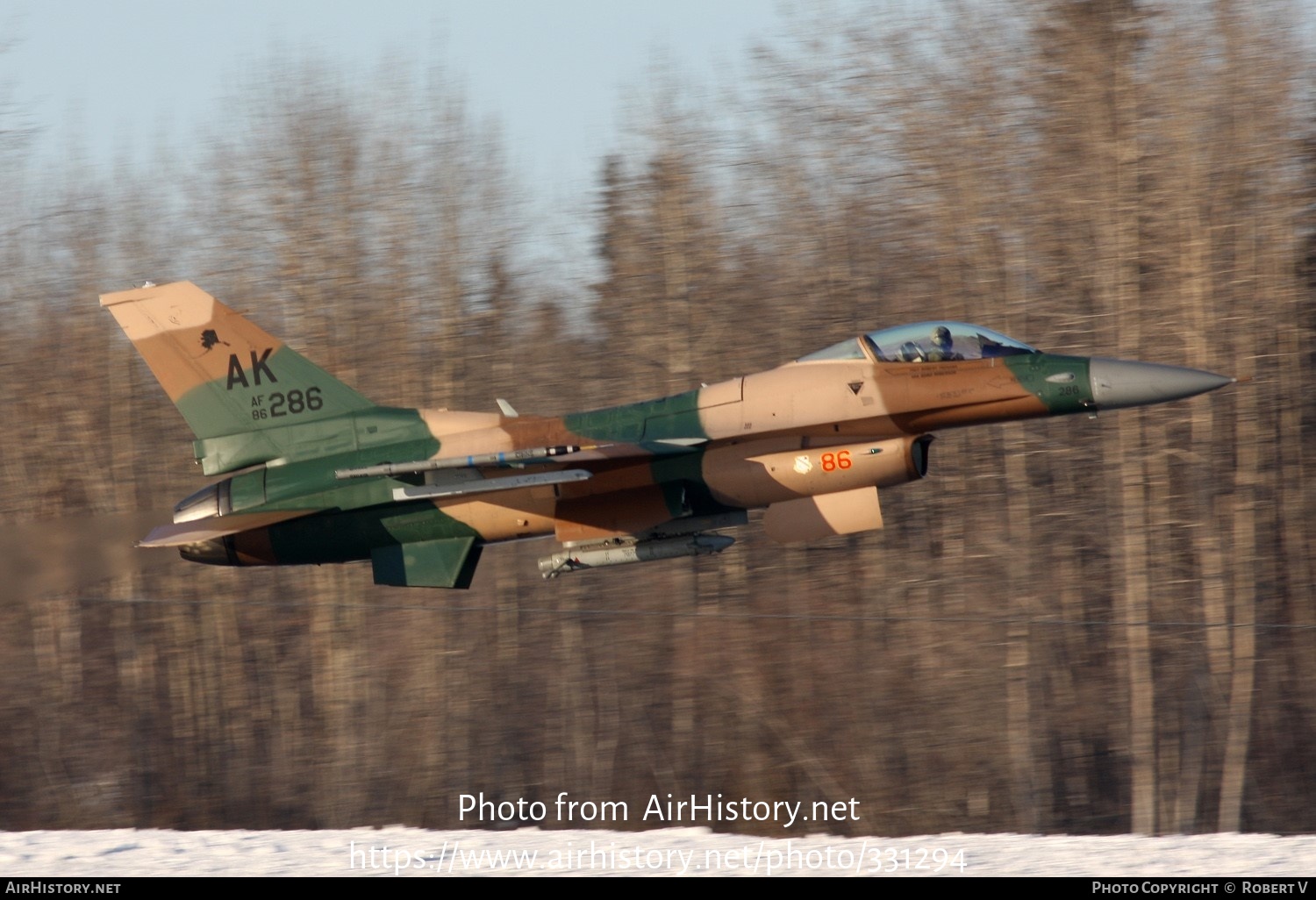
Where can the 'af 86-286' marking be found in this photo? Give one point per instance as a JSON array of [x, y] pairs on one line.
[[287, 404]]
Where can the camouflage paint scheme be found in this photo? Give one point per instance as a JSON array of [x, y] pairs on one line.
[[811, 441]]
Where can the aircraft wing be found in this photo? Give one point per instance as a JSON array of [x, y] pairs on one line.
[[178, 534]]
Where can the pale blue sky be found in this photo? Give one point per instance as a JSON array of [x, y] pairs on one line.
[[124, 73]]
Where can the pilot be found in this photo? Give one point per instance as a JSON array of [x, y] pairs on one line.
[[942, 346], [911, 352]]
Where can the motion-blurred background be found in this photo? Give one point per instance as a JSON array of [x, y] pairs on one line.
[[1070, 625]]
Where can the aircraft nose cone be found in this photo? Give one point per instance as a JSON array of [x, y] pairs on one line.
[[1124, 383]]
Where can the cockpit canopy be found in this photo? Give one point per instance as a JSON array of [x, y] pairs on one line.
[[926, 342]]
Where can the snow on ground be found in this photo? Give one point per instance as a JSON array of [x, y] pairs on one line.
[[408, 852]]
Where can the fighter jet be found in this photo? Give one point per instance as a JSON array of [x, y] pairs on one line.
[[315, 473]]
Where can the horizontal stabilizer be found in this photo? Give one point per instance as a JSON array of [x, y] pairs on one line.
[[178, 534], [426, 563]]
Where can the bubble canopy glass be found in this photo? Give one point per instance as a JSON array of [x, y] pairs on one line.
[[926, 342]]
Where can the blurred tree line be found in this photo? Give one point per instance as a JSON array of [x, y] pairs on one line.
[[1070, 626]]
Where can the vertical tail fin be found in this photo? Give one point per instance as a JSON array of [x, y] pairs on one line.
[[224, 374]]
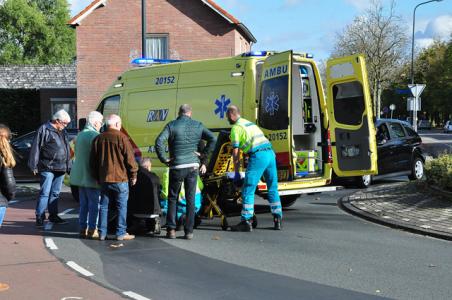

.....

## DIRECTIONS FOR THIS TASK
From the line with "Where can the blurred" through the final line of the records above, return each line exactly and nothing else. Pictures are to be skipped.

## TASK RESULT
Where can the blurred tree line be found in this photo? Give one point per instance as a JSON array of [x, y] pairs on one line.
[[1070, 626]]
Where can the vertical tail fin be found in this photo? Give one point per instance as a JSON array of [x, y] pairs on one line.
[[224, 374]]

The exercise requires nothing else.